Natural-language object grounding data
------------------------------------------------------------------------
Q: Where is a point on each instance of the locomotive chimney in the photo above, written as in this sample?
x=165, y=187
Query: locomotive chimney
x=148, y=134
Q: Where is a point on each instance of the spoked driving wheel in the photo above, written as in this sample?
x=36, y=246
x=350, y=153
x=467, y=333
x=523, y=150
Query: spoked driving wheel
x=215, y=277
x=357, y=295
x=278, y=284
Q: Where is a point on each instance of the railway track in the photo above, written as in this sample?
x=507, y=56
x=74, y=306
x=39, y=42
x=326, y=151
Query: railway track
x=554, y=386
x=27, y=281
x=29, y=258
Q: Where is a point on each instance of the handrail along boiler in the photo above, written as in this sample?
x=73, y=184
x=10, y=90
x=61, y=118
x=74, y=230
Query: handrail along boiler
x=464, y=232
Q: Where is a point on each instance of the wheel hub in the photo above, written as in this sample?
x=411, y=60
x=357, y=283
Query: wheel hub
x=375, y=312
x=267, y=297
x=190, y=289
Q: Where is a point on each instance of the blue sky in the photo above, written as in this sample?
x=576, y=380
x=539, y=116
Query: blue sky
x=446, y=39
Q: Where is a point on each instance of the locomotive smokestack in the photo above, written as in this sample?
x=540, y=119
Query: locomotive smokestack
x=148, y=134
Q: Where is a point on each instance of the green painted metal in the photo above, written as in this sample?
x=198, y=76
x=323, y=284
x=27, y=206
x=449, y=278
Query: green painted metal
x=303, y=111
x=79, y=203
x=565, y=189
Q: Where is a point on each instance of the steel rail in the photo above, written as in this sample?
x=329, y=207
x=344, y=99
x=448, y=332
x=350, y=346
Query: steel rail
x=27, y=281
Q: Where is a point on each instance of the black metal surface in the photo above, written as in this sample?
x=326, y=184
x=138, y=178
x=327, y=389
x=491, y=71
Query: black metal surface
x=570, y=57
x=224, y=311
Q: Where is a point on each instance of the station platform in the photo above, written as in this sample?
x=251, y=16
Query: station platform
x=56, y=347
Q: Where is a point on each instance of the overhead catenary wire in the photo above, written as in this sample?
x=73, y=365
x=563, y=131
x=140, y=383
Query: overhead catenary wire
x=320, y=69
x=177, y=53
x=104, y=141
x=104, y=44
------------------------------------------------------------------------
EXERCISE DESCRIPTION:
Beginning with the line that contains "Query: handrail along boiler", set down every line through the end of the data without change.

WRITTEN RESPONSE:
Query: handrail along boiler
x=464, y=232
Q: Where is a point on each instance of the wheel hub in the photo above, written as in this sample?
x=411, y=60
x=357, y=283
Query: wheel hub
x=375, y=312
x=267, y=297
x=190, y=289
Q: Where is a point on each instance of the blue sky in the photo above, written as in this sample?
x=576, y=380
x=539, y=116
Query: blue sky
x=446, y=39
Q: Where is a point on each instance of the locomotive smokestack in the photo above, written as in this sample?
x=540, y=119
Query: locomotive smokestack
x=148, y=134
Q: Where is a point on each instance of the green painted metal in the photo above, written as in this sample?
x=198, y=76
x=323, y=284
x=27, y=206
x=449, y=278
Query: green painted metal
x=303, y=111
x=79, y=203
x=565, y=189
Q: Where is a point on each instance of the steel rail in the photo above, written as in this sample?
x=329, y=207
x=344, y=99
x=448, y=332
x=350, y=346
Query: steel rail
x=27, y=281
Q: Where is a point on each instance of the black metal surface in the photo above, written as in this sample?
x=326, y=184
x=138, y=178
x=327, y=389
x=491, y=71
Query: black metal surface
x=570, y=57
x=224, y=311
Q: Where is a point on each instance of the station platform in the photo above, written as in this sample?
x=251, y=16
Query: station platform
x=56, y=347
Q: Where is a point on each instance of the overhead catenary wire in the photo above, written as in this sample?
x=73, y=365
x=563, y=131
x=140, y=383
Query: overhead catenary wire
x=320, y=69
x=177, y=53
x=104, y=141
x=104, y=44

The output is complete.